------ Records for the task

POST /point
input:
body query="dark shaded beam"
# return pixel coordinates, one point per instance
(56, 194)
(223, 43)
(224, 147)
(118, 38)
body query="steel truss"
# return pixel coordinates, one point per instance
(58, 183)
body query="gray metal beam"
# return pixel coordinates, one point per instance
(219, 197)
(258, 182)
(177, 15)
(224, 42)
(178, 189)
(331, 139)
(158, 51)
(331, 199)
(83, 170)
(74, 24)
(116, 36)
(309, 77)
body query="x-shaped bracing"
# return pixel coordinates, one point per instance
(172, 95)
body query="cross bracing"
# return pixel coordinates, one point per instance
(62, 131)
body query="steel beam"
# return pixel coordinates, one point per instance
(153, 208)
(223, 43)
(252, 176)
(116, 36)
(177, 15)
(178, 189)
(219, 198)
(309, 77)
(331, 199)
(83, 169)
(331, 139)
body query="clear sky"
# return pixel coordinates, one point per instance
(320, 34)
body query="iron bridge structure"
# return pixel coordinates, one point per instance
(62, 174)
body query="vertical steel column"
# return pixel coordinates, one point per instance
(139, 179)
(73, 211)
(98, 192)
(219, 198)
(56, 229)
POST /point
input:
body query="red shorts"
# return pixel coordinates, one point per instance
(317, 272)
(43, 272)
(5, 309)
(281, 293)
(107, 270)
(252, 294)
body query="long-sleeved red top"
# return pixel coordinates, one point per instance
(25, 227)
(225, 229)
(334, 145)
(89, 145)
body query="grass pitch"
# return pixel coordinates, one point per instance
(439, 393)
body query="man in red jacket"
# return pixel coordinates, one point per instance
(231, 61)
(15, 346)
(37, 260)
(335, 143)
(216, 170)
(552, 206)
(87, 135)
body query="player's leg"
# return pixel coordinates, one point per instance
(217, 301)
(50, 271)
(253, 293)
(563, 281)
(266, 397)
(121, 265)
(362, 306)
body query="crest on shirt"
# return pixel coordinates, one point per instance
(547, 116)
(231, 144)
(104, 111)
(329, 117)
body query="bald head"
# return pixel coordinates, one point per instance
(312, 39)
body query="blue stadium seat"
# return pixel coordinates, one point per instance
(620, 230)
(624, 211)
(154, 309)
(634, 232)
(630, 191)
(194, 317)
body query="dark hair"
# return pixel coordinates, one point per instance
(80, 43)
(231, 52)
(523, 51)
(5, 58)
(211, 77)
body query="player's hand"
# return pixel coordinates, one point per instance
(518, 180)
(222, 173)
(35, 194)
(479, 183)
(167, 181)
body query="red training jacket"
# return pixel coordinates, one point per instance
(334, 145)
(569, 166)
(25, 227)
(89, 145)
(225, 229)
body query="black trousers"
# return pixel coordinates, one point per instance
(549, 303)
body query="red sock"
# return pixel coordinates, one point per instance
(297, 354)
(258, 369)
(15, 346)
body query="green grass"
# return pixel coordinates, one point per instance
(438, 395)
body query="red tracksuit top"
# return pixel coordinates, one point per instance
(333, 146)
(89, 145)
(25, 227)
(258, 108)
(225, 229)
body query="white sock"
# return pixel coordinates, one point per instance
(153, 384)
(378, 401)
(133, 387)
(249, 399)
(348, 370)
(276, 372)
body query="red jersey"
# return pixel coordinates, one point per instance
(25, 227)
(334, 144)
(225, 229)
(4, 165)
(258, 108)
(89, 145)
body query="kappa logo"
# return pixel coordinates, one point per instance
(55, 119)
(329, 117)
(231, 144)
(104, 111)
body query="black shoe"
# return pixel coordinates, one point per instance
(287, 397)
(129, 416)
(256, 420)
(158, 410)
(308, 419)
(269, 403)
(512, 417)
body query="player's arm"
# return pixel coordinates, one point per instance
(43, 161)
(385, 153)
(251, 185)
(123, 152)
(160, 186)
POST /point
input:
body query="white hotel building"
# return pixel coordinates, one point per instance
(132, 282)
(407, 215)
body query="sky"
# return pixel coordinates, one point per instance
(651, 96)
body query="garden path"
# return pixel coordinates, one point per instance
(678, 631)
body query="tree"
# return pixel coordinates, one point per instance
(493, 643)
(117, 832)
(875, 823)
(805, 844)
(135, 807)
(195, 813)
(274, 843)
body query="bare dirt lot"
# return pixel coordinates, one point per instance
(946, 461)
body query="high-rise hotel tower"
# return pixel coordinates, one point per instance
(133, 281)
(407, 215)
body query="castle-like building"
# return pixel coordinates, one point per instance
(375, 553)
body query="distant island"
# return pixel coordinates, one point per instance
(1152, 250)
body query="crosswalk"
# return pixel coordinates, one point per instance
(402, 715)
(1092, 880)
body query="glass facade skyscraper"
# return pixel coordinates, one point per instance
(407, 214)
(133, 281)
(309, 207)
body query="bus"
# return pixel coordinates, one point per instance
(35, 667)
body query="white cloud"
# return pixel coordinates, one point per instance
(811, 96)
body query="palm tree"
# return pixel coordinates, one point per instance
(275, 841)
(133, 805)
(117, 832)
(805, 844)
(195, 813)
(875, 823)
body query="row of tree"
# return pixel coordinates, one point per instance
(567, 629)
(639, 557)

------------

Print all of the entries exactly as they are written.

POST /point
input:
body query="dark shaded beam"
# return pixel coordinates, one point per instance
(56, 194)
(223, 43)
(224, 147)
(118, 38)
body query="steel truss"
# return pixel coordinates, one point per instance
(58, 183)
body query="gray metal beam"
# return pixel coordinates, one point per instance
(219, 197)
(258, 182)
(177, 15)
(224, 42)
(178, 189)
(331, 139)
(158, 51)
(331, 199)
(83, 170)
(74, 24)
(116, 36)
(309, 77)
body query="x-shaped bracing"
# return pixel coordinates, one point per instance
(172, 95)
body query="cross bracing"
# return pixel coordinates, one point per instance
(62, 131)
body query="steel beam"
# return pixel coordinates, one point per instance
(153, 208)
(223, 43)
(252, 176)
(116, 36)
(177, 15)
(178, 189)
(219, 198)
(309, 77)
(331, 199)
(83, 169)
(331, 139)
body query="clear sky"
# return pixel coordinates, one point per instance
(320, 34)
body query="iron bridge structure"
# return pixel coordinates, one point per instance
(62, 174)
body query="vertical steel column"
# return pixel coordinates, one point per instance
(139, 179)
(73, 211)
(98, 192)
(219, 198)
(56, 229)
POST /point
input:
body query="red shorts"
# return pixel coordinates, one point per instance
(317, 272)
(43, 272)
(5, 309)
(281, 293)
(107, 270)
(252, 294)
body query="long-sleeved red top"
# return pixel coordinates, one point per instance
(25, 227)
(225, 229)
(334, 145)
(89, 145)
body query="grass pitch"
# return pixel coordinates, one point per instance
(439, 393)
body query="man in red jacket"
# return pixel coordinates, one point per instance
(231, 61)
(15, 346)
(37, 260)
(335, 143)
(216, 170)
(552, 206)
(87, 135)
body query="player's leg"
# return pixel coordinates, one point per instance
(217, 301)
(50, 271)
(253, 293)
(563, 281)
(266, 397)
(121, 265)
(362, 306)
body query="crest on shirt"
# return pixel coordinates, one point per instance
(547, 116)
(231, 144)
(104, 111)
(329, 117)
body query="bald head"
# return pixel coordinates, one point per instance
(312, 39)
body query="blue stadium seat"
# return pixel coordinates, one point per instance
(620, 230)
(624, 211)
(154, 309)
(634, 232)
(630, 191)
(194, 317)
body query="dark hair"
# return pixel coordinates, one point per instance
(80, 43)
(231, 52)
(523, 51)
(5, 58)
(211, 77)
body query="player's hand"
# return pixel coordinates, one point per instance
(518, 180)
(222, 173)
(35, 194)
(479, 183)
(167, 181)
body query="red training jacket"
# return pixel coordinates, one point per instance
(334, 145)
(569, 166)
(25, 227)
(89, 145)
(225, 229)
body query="black trousers"
# return pixel coordinates, one point per instance
(549, 303)
body query="red sock"
# return pixel coordinates, one point per instance
(297, 354)
(258, 369)
(15, 346)
body query="green grass"
# return pixel coordinates, one point per instance
(438, 395)
body query="red tracksuit top"
# return pixel coordinates, one point per instance
(333, 146)
(89, 145)
(25, 227)
(258, 108)
(225, 229)
body query="white sock"
# return pixel coordinates, one point per instance
(153, 384)
(378, 401)
(133, 387)
(249, 399)
(348, 370)
(276, 372)
body query="red jersey"
# return pixel coordinates, one point per instance
(25, 227)
(334, 144)
(225, 229)
(4, 165)
(258, 108)
(89, 145)
body query="kappa logo"
# return pixel coordinates, one point per instance
(55, 119)
(329, 117)
(231, 144)
(104, 111)
body query="black shoe"
# return pixel coordinates, one point per instance
(287, 397)
(129, 416)
(256, 420)
(158, 410)
(308, 419)
(269, 403)
(512, 417)
body query="player's arm"
# return pixel coordinates, one point per instance
(43, 161)
(385, 153)
(251, 185)
(123, 152)
(160, 186)
POST /point
input:
body query="white hotel building"
# return pixel coordinates, one point per instance
(132, 282)
(407, 215)
body query="sky"
# return pixel coordinates, one point per instance
(651, 96)
body query="garden path"
# return pixel coordinates, one point per instance
(678, 631)
body query="tree"
# return pixel coordinates, one point per instance
(493, 643)
(117, 832)
(875, 823)
(805, 844)
(135, 807)
(195, 813)
(274, 843)
body query="bare dirt lot"
# return pixel coordinates, one point per instance
(946, 461)
body query="high-rise hotel tower"
# return pixel coordinates, one point per instance
(133, 281)
(407, 215)
body query="castle-like building"
# return pixel coordinates, one point per instance
(375, 553)
body query="distant island"
# return pixel coordinates, one point per instance
(1152, 250)
body query="crosswalk"
# return pixel coordinates, one point per instance
(402, 715)
(1092, 880)
body query="glass facade skyscraper"
# return pixel coordinates, one point per instance
(407, 214)
(133, 281)
(309, 207)
body query="bus"
# return pixel coordinates, one point per instance
(35, 667)
body query="white cloud"
# return pixel coordinates, one point per instance
(811, 96)
body query="palm tree"
# return pixel coordinates, one point per instance
(275, 841)
(133, 805)
(117, 832)
(805, 844)
(195, 813)
(875, 823)
body query="row of tree"
# return pixel coordinates, one point per instance
(567, 629)
(639, 557)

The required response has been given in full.